_Text excerpt_:
Species of flowering plant

Ambrosia dumosa, the burro-weed or white bursage, a North American species of plants in the family Asteraceae. It is a common constituent of the creosote-bush scrub community throughout the Mojave Desert of California, Nevada, and Utah and the Sonoran Desert of Arizona and northwestern Mexico (Baja California, Baja California Sur, Sonora, Chihuahua).

Ambrosia dumosa has been studied to determine allelopathic interactions with creosote bush, Larrea tridentata, which produces a chemical that inhibits the growth of A. dumosa. Other studies have suggested that A. dumosa roots produce a chemical that causes them to grow away from conspecific roots, preventing competition for water resources. In addition to burro-weed, A. dumosa is also commonly called white bursage, and burrobush.

==Description==
Ambrosia dumosa or white bursage is a form of ragweed, is a highly branched shrub 20 to 90 cm in height. The younger stems are covered with soft gray-white hairs. Approximately obovate leaves are 1 to 3 times pinnately compound or deeply lobed and generally clustered on short branches. The leaves are 0.5 to 4 cm long and also covered in soft gray-white hairs.

Its inflorescence is yellow with staminate and pistillate headson a single plant (monoecious). Staminate heads have many flowers and are 3 to 5 mm in diameter with a 5 to 8 lobed involucre. Pistillate heads are 2 flowered and lack corollas.

Ambrosia dumosa has spherical bur-like fruits ranging in color from golden to purple to brown. Along with microscopic hairs, the fruit has 12 to 35 flat and straight spines which are 5 to 9 mm in length and scattered over the surface.

Ambrosia dumosa becomes dormant during drought, losing all of its leaves to prevent water loss by transpiration; drought deciduous. During this time, it can still be recognized by the presence of longitudinal stripes on smaller stems.

Like other types of Ambrosia, this is a ragweed, wind-blown pollen from burro-weed can cause serious allergic reactions. Increasing cases in Mojave Desert as the population grows from Joshua Tree, CA to Las Vegas, NV.

Dataset entries:
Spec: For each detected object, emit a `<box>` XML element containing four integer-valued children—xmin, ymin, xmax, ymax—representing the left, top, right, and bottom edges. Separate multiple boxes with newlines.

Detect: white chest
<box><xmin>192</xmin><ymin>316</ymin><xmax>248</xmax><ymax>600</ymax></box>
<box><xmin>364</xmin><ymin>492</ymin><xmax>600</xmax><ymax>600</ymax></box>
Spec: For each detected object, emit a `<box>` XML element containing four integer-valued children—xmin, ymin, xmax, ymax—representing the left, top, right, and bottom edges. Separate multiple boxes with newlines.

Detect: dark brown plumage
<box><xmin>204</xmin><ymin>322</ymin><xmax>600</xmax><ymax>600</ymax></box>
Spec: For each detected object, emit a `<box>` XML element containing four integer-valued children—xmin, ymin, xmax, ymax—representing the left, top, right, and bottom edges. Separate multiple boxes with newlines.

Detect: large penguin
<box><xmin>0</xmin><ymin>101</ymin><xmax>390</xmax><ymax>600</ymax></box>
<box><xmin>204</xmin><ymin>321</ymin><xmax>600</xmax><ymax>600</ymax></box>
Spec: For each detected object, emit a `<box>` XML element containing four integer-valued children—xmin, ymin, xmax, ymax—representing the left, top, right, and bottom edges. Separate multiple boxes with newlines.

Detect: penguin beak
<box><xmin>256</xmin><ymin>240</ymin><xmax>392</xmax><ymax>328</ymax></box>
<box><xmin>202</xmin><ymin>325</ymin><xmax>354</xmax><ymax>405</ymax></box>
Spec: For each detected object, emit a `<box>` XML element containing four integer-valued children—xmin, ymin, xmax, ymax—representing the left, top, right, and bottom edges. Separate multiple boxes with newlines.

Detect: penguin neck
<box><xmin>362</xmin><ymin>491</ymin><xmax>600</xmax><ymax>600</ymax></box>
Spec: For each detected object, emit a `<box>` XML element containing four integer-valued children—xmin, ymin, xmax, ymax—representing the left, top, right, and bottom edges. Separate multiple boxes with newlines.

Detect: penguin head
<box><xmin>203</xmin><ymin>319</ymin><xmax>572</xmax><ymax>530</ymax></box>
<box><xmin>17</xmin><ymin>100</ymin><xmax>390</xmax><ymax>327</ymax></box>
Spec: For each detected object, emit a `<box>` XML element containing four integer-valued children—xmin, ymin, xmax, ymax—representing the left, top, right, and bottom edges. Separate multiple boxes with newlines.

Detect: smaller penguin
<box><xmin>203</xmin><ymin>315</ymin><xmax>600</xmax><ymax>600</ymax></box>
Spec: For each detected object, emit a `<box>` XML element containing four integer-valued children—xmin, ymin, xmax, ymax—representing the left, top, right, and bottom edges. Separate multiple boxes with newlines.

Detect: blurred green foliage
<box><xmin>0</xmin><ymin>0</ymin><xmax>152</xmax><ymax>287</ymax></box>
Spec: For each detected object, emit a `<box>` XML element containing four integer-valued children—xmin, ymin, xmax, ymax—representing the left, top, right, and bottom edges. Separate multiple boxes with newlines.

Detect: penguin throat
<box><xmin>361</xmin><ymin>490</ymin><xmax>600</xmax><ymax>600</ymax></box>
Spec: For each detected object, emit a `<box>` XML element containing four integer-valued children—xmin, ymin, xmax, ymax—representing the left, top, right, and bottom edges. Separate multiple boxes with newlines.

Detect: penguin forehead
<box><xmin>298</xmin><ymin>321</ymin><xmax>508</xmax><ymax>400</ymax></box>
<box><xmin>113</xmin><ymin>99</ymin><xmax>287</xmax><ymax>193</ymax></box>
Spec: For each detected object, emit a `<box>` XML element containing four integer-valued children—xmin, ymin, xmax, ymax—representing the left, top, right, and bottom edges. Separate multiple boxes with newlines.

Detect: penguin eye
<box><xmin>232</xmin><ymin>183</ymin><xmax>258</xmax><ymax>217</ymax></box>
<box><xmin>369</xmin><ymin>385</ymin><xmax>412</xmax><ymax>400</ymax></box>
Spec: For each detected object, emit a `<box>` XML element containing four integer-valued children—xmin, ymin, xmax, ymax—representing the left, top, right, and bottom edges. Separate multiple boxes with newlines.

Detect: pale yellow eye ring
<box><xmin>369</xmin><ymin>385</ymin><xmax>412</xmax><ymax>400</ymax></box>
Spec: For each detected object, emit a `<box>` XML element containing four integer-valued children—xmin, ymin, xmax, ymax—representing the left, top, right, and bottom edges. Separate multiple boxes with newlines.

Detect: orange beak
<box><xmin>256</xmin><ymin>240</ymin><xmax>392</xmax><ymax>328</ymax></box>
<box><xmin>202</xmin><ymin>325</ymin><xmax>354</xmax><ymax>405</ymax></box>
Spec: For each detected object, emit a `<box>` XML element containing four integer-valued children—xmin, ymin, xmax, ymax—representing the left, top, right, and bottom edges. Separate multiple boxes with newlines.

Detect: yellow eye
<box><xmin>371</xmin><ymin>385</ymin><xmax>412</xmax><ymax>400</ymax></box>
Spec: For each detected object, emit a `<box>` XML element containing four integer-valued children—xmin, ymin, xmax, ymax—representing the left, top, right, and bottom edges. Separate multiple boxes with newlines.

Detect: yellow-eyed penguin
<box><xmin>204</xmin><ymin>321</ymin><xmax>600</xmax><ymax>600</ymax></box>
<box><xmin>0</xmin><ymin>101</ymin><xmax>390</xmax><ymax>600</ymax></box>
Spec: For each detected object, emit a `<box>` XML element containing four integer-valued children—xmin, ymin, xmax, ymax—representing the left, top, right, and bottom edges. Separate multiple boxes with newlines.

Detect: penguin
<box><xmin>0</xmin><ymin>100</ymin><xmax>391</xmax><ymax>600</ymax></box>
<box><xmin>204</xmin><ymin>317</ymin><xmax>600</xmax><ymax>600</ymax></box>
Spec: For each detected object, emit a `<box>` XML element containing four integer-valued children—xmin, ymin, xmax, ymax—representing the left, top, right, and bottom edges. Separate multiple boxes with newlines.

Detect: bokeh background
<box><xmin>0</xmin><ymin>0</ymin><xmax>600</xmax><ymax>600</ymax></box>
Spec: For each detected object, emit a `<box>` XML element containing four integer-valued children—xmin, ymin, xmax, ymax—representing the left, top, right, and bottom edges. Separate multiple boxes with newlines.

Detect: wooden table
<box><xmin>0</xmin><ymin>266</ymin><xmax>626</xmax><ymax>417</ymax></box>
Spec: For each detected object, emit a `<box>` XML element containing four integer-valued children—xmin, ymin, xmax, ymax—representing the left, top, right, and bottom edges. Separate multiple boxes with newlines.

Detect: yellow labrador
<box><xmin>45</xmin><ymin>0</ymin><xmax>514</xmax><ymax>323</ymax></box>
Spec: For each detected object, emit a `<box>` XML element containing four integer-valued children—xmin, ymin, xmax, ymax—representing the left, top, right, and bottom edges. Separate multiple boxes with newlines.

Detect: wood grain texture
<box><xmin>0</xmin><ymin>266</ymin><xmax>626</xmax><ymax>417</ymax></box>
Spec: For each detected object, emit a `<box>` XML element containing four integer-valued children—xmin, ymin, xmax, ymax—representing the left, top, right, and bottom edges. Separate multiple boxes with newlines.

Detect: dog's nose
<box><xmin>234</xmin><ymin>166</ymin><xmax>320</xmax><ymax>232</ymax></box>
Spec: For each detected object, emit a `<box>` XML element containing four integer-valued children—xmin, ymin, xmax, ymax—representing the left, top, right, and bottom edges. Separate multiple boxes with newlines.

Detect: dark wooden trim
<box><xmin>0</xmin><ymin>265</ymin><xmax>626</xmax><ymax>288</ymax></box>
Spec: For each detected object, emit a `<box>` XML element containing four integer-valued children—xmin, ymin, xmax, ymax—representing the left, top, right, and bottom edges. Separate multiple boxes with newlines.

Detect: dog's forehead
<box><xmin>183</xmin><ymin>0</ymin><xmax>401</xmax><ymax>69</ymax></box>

_Tasks to perform_:
[A] Rewrite the paragraph of the white bursage text that begins "Ambrosia dumosa has spherical bur-like fruits" as a short list, keeping its main facts.
[B] Translate this sentence from the white bursage text into Spanish: "The younger stems are covered with soft gray-white hairs."

_Answers to each task_:
[A]
- Fruits: spherical and bur-like, golden, purple or brown
- Surface: microscopic hairs plus 12 to 35 flat, straight spines
- Spines: 5 to 9 mm long, scattered over the surface

[B] Los tallos más jóvenes están cubiertos de pelos suaves de color blanco grisáceo.